## Exercise description
Report how many lines in the records below contain the string "Could", with case taken into account. State only the number.

## Records shown
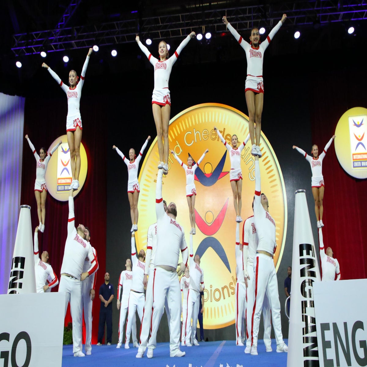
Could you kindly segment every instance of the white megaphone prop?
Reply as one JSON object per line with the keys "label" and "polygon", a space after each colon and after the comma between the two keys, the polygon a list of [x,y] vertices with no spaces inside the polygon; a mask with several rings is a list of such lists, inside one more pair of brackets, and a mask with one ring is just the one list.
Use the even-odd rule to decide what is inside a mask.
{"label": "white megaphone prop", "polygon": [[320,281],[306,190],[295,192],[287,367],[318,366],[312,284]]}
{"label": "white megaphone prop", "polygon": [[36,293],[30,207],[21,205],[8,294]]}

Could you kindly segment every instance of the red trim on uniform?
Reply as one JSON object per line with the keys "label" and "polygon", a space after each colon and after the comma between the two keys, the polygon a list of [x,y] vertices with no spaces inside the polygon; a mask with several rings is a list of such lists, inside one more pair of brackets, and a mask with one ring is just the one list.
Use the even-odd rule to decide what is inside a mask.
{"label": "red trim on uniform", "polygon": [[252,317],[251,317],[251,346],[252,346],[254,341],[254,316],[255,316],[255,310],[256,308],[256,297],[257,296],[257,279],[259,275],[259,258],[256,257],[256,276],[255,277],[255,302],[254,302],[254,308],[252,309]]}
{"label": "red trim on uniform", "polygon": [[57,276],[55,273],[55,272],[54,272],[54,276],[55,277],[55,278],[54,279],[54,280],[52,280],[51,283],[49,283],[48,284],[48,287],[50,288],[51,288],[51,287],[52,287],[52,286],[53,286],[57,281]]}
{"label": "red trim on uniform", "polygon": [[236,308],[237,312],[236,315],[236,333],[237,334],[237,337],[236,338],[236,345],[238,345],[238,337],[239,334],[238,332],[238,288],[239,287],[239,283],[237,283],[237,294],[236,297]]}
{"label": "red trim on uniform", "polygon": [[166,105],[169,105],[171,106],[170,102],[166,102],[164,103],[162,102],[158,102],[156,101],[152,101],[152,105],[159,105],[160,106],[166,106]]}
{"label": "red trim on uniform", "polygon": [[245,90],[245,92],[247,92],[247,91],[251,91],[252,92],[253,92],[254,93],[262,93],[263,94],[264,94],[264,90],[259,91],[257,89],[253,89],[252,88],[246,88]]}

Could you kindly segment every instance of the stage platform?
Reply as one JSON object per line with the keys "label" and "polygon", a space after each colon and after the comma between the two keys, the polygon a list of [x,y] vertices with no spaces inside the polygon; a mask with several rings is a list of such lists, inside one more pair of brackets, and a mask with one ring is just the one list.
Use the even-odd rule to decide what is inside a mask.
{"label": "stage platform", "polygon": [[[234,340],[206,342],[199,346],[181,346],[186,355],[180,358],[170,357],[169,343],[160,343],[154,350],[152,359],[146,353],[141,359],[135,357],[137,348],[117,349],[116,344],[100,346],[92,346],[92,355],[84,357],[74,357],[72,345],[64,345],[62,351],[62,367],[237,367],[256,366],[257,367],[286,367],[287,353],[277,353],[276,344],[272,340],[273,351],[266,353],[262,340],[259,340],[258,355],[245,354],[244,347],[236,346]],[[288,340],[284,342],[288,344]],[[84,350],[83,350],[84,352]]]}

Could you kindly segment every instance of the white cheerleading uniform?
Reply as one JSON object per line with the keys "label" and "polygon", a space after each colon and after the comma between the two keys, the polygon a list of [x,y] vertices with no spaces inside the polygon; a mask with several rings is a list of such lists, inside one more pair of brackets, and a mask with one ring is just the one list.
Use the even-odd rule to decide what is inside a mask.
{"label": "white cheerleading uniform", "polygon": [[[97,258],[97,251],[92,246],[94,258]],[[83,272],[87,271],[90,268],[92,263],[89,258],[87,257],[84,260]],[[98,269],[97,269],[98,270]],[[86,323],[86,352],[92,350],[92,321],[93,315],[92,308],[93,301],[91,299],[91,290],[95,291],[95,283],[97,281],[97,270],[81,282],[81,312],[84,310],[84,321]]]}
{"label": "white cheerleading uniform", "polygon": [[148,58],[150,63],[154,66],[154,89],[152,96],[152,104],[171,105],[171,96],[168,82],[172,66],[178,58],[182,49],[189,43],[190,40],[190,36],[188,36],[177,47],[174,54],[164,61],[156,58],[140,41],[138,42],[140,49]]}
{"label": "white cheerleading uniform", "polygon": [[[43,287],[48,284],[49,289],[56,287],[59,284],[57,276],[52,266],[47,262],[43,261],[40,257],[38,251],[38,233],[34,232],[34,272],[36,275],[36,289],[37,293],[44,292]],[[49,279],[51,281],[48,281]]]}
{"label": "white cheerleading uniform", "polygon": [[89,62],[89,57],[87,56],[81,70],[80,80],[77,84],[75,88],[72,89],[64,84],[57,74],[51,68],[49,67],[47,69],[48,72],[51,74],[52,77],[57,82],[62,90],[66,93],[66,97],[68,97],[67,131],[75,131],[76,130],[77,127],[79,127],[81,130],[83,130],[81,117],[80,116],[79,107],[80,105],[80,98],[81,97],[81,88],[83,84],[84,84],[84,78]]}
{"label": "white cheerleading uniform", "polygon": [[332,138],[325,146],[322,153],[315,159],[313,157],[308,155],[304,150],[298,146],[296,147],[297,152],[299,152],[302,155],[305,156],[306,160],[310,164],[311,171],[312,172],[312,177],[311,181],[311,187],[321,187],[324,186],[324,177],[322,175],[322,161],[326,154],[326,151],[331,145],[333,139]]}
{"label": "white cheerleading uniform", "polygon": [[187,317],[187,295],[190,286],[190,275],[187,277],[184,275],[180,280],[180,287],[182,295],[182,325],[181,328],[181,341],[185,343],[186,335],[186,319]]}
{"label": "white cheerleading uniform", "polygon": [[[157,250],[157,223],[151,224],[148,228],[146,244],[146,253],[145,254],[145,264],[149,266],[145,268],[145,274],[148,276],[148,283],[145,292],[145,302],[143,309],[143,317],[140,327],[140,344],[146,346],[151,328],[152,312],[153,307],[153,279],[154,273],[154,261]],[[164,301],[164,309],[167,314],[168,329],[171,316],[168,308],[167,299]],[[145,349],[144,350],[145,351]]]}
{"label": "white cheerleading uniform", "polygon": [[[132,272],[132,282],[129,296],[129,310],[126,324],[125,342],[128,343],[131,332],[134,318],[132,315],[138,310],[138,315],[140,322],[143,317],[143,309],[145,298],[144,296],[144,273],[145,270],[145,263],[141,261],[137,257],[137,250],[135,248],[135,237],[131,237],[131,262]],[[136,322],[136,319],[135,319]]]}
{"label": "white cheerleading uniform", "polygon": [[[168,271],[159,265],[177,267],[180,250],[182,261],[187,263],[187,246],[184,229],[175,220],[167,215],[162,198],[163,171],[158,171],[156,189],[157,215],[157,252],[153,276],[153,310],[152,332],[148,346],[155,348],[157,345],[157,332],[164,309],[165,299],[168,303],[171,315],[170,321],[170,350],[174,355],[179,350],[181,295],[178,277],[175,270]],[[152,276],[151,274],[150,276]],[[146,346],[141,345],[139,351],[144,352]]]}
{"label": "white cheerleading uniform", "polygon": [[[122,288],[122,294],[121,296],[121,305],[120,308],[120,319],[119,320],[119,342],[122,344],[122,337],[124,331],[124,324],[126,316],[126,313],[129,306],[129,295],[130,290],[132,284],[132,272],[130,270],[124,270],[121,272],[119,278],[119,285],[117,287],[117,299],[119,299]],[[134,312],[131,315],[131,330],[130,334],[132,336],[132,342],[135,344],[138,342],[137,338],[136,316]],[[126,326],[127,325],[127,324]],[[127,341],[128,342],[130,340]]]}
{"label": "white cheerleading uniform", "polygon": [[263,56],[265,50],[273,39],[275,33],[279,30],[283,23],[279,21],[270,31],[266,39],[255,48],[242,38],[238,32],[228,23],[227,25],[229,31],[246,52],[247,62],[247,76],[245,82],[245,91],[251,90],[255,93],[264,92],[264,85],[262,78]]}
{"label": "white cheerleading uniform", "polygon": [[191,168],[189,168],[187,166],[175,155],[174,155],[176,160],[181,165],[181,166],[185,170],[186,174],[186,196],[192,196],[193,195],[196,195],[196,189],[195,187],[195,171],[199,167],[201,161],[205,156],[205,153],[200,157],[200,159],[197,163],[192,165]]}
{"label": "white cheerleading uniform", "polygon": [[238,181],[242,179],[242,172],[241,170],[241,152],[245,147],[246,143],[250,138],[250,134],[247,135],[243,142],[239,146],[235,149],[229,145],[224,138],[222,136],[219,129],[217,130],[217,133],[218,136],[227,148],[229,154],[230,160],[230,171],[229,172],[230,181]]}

## Solution to the problem
4